[WHAT TO DO]
1) Name every kind of distribution mentioned in the text on converting data to a useful form.
2) Decide whether each statement agrees with the text on converting data to a useful form. Answer yes or no, and quote the words that decide it.
(a) The Stat::Fit package comes with ProModel.
(b) A frequency distribution is defined by grouping data into intervals and giving how often each interval occurs.
(c) Data usually arrive ready to use in a simulation model.

[EXCERPT]

———

Converting Data to a Useful Form

Data is seldom in a form ready for use in a simulation model. Usually, some analysis and conversion needs to be performed for data to be useful as an input parameter to the simulation. Random phenomena must be fitted to some standard, theoretical distribution such as a normal or exponential distribution (Law and Kelton, 1991), or be input as a frequency distribution. Activities may need to be grouped together to simplify the description of the system operation.

Distribution Fitting To define a distribution using a theoretical distribution requires that the data, if available, be fit to an appropriate distribution that best describes the variable. ProModel includes the Stat::Fit distribution fitting package which assists in fitting sample data to a suitable theoretical distribution. An alternative to using a standard theoretical distribution is to summarize the data in the form of a frequency distribution that can be used directly in the model. A frequency distribution is sometimes referred to as an empirical or user-defined distribution.

Whether fitting data to a theoretical distribution, or using an empirical distribution, it is often useful to organize the data into a frequency distribution table. Defining a frequency distribution is done by grouping the data into intervals and stating the frequency of occurrence for each particular interval. To illustrate how this is done, the following frequency table tabulates the number and frequency of observations for a particular activity requiring a certain range of time to perform.

Frequency Distributions of Delivery Times

Delivery Time (days)

———

[PROVIDED INFORMATION]
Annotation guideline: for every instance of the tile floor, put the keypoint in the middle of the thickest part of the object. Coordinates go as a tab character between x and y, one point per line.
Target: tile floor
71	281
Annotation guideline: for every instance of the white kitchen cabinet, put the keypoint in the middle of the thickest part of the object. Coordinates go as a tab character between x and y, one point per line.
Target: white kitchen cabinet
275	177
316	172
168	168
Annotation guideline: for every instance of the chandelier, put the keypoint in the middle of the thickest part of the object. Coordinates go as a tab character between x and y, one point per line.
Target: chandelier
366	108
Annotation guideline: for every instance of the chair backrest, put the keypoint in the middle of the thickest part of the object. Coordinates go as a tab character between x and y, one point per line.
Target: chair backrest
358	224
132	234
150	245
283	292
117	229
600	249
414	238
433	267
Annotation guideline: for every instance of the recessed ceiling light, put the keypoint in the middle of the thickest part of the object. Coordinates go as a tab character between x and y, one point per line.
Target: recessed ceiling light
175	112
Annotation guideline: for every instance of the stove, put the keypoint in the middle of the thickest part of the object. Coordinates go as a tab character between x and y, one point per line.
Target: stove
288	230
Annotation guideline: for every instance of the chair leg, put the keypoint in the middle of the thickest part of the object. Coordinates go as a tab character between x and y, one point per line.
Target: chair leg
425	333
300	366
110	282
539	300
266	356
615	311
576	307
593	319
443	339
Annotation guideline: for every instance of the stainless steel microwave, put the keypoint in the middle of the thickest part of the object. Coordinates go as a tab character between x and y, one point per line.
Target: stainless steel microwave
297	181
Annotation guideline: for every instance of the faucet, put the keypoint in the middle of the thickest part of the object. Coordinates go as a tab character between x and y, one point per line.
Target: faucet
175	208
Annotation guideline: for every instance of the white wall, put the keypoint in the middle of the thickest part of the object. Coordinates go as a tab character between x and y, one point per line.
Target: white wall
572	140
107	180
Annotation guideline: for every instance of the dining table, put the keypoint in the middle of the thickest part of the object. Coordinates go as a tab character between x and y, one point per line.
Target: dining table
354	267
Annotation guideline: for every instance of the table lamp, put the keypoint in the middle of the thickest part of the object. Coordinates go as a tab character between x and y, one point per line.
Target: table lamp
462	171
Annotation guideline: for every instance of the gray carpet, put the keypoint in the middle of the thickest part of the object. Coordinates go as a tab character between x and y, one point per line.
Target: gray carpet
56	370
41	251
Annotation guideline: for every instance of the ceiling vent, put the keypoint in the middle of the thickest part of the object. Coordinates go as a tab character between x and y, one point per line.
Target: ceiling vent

———

[YOUR WRITTEN ANSWERS]
1) Theoretical distribution, normal distribution, exponential distribution, frequency distribution, empirical distribution, user-defined distribution.

2)
(a) Yes: "ProModel includes the Stat::Fit distribution fitting package"
(b) Yes: "Defining a frequency distribution is done by grouping the data into intervals and stating the frequency of occurrence for each particular interval."
(c) No: "Data is seldom in a form ready for use in a simulation model."